### EXCERPTED PASSAGE ###

NRG: Disjoint majorities during membership changes and network partitions

sciascid · sciascid · commit 565024082225 · 2025-12-23T17:35:07.000+01:00
This commit fixes the following bugs:

- Inconsistent Cluster Size: When a leader was partitioned from the
  cluster, immediately after proposing a EntryAddPeer. The remaining
  nodes could end up with different view of the cluster size and
  quorum. So followers could have cluster size and would not match
  the number of peers in the peer set. A subsequent leader election,
  electing one of the followers, could break the quorum system.

- Incorrect Leader Election: It was possible for a new leader to be
  elected without a proper quorum. This could happen if a partition
  occurred after a new peer was proposed but before that change was
  committed. A follower could add the uncommitted peer to its peer
  set but would not update its cluster size and quorum, leading to
  an invalid election.

Both issues are solved by making sure that when a peer is added or
removed from the membership, the cluster size and quorum are adjusted
accordingly, at the same time. Followers would first add peers when
receiving the EntryAddPeer, and then adjusting the cluster size
only after commit. This patch changes this behavior such that the
cluster size and quorum are recomputed upon receiving the EntryAddPeer
/ EntryRemovePeer proposals. This is inline with the membership
protocol proposed in Ongaro's dissertation, section 4.1.
This patch also removes the concept of a "known" peer from the Raft
layer. A node would add a peer to its peer set when first receiving
the corresponding appendEntry, and on commit it would be marked as
"known". This distinction no longer applies.

### RECORD SET ###

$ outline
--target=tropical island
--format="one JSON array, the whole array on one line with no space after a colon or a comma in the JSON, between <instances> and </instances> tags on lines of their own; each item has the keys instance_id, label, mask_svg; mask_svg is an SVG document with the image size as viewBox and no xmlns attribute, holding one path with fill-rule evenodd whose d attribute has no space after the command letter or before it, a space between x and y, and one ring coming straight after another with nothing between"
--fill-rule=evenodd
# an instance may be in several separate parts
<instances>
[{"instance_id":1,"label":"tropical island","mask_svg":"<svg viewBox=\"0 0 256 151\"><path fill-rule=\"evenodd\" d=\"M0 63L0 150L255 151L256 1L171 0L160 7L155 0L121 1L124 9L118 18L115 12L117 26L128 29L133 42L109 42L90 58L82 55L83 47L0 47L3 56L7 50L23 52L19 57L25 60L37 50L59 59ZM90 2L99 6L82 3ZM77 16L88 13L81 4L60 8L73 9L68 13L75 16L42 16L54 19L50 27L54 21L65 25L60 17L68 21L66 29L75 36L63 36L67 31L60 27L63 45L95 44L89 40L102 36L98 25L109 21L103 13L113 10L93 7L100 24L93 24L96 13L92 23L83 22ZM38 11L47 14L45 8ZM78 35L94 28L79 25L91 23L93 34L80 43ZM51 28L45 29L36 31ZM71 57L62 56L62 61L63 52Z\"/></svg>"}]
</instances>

###

[TASK LIST]:
1/ Transcribe the commit message from "NRG: Disjoint majorities" down to "the quorum system.".
2/ According to the commit message, which section of Ongaro's dissertation proposes the membership protocol the patch is in line with?
The material has nothing to do with the commit message.

[OUTPUTS FOR THE TASKS]:
1/
NRG: Disjoint majorities during membership changes and network partitions

sciascid · sciascid · commit 565024082225 · 2025-12-23T17:35:07.000+01:00
This commit fixes the following bugs:

- Inconsistent Cluster Size: When a leader was partitioned from the
  cluster, immediately after proposing a EntryAddPeer. The remaining
  nodes could end up with different view of the cluster size and
  quorum. So followers could have cluster size and would not match
  the number of peers in the peer set. A subsequent leader election,
  electing one of the followers, could break the quorum system.

2/ Section 4.1